> _Tasks for this exercise_
1. In the "Lower bounds" section of the algorithm review notes, list every problem whose comparison bounds are given.
2. Please transcribe the algorithm review notes starting with "Posted by Fernando" and going on through "with n/3 nodes?".

部分算法回顾

Intorduction to algorithms in 2018Fall

Posted by Fernando on January 4, 2019

Algorithm_review

15. NP & NPC

  • A reduces to B
    • A $\leq_P$ B: A is equally or less difficult than B
    • Let X and Y be the set of ‘yes’ instances for A and B. A reduces to B if there exists $f: A\rightarrow B$ , s.t. for all instances $x \in A$, $x \in X \Leftrightarrow f(x) \in Y$.

16-17. NPC & Reductions

  • CLIQUE: given a graph with n nodes, is there a clique with n/3 nodes?

    • 3-CNF-SAT $\leq_P$ CLIQUE
  • SUBSET-SUM: given a set of numbers $ S = {a_1,…,a_n} $ and a target value $t$, and we want to find a subset $ S’\subseteq S$ summing to $t$.

  • 3-CNF-SAT $\leq_P$ SUBSET-SUM
  • HAM-CYCLE: given an undirected graph G = (V, E), does there exist a simple cycle $\Gamma$ that contains every node in V.

    • 3-CNF-SAT $\leq_P$ DIR-HAM-CYCLE
  • TSP: given a set of n cities and a pairwise distance function d(u, v), is there a tour of length ≤ D?

    • HAM-CYCLE $\leq_P$ TSP

18. Lower bounds

  • Merging two lists: How many comparisons needed to merge two lists of size n into sorted order ?

    • If two sorted lists, an upper bound is 2n-1comparisons
    • For any two lists, the lower bound is 2n-1comparisons
  • Finding the max: How many comparisons to find the largest number in an unsorted array of n distinct numbers?

    • upper bound is n-1 comparisons
    • lower bound is n-1comparisons
      • show that $w_k+b_k \geq n-k$, by induction
      • show that as long as $w_k+b_k > 1$, algo would not terminate. (Either $w_k > 1$ or $b_k > 1$)
      • algo terminates when $w_k+b_k = 1$
  • Finding the max and min.

    • upper bound is 3n/2-2 comparisons
      • compare each 2 elem in pairs (n/2 cp.), split into two arrays, Big and Small, both of size $n/2$
      • get max from Big(n/2-1 cp.), get min from Small(n/2-1 cp.)
    • lower bound is 3n/2-2 comparisons
      • WBR-method
  • Sorting n numbers: How many comparisons are needed to sort n numbers?

    • upper bound is $O(n \log n)$ comparisons using merge sort
    • lower bound is $\Omega(n \log n)$ comparisons (for comparison-based sorting algorithm)

> _Point-based annotation data_
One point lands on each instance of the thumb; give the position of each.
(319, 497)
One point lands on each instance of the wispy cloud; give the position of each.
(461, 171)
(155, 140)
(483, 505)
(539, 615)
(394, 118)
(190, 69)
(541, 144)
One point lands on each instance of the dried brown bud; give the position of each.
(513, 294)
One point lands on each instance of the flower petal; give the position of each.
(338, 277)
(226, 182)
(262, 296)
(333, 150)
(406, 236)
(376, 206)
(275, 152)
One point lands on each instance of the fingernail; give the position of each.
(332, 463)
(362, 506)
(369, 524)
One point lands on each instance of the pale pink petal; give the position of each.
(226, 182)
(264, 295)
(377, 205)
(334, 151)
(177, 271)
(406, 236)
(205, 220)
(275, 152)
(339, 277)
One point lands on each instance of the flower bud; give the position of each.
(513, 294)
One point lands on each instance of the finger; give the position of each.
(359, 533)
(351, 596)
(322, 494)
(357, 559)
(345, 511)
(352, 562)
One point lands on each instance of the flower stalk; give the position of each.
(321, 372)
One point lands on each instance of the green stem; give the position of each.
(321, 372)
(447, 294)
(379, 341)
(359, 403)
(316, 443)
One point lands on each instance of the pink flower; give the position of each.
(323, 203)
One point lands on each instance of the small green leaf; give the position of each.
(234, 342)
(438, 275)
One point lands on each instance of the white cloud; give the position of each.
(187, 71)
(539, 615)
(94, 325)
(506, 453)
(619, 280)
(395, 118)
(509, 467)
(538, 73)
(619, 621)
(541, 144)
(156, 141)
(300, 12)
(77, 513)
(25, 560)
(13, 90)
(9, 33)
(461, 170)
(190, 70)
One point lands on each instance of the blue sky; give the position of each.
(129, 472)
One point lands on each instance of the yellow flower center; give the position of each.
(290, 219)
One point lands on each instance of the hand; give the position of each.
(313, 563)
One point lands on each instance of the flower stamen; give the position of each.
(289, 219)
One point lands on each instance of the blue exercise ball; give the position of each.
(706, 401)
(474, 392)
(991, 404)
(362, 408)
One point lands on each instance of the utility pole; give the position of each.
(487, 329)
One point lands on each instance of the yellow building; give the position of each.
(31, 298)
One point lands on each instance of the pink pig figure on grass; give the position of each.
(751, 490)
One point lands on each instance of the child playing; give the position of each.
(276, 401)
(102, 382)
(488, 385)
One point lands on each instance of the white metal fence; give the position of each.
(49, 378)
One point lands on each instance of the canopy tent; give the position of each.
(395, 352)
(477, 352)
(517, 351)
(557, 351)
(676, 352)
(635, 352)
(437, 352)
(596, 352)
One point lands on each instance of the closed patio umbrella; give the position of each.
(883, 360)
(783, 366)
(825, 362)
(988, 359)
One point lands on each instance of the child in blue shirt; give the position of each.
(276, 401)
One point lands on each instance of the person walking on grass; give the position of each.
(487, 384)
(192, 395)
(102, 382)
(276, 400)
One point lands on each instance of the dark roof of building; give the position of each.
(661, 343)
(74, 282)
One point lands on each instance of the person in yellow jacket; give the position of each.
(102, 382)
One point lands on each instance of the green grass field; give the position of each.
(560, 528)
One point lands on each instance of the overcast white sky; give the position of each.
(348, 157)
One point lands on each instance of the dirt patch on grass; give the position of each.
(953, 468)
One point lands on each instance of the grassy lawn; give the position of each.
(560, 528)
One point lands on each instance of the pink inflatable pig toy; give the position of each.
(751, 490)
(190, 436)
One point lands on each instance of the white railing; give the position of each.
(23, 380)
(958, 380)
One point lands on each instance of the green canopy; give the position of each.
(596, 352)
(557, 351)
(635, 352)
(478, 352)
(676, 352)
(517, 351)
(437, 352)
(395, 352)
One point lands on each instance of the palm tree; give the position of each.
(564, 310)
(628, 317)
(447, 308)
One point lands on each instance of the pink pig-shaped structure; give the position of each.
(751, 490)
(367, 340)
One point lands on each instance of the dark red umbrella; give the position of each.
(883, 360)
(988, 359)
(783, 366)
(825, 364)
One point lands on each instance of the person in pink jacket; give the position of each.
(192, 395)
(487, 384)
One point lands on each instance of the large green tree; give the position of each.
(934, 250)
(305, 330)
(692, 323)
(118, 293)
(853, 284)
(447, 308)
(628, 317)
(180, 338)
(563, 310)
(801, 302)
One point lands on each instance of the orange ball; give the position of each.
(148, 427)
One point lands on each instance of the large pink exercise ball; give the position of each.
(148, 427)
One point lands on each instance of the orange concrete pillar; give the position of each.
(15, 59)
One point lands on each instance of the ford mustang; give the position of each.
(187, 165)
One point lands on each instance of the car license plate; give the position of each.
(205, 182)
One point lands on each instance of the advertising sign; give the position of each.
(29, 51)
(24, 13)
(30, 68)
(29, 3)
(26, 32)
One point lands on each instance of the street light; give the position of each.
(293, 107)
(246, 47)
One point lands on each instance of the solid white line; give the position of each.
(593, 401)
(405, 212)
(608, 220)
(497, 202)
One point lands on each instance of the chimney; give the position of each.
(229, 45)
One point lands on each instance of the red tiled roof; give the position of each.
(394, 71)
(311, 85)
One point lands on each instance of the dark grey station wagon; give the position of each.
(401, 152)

> _The answers_
1.
Merging two lists
Finding the max
Finding the max and min
Sorting n numbers

2.
Posted by Fernando on January 4, 2019

Algorithm_review

15. NP & NPC

  • A reduces to B
    • A $\leq_P$ B: A is equally or less difficult than B
    • Let X and Y be the set of ‘yes’ instances for A and B. A reduces to B if there exists $f: A\rightarrow B$ , s.t. for all instances $x \in A$, $x \in X \Leftrightarrow f(x) \in Y$.

16-17. NPC & Reductions

  • CLIQUE: given a graph with n nodes, is there a clique with n/3 nodes?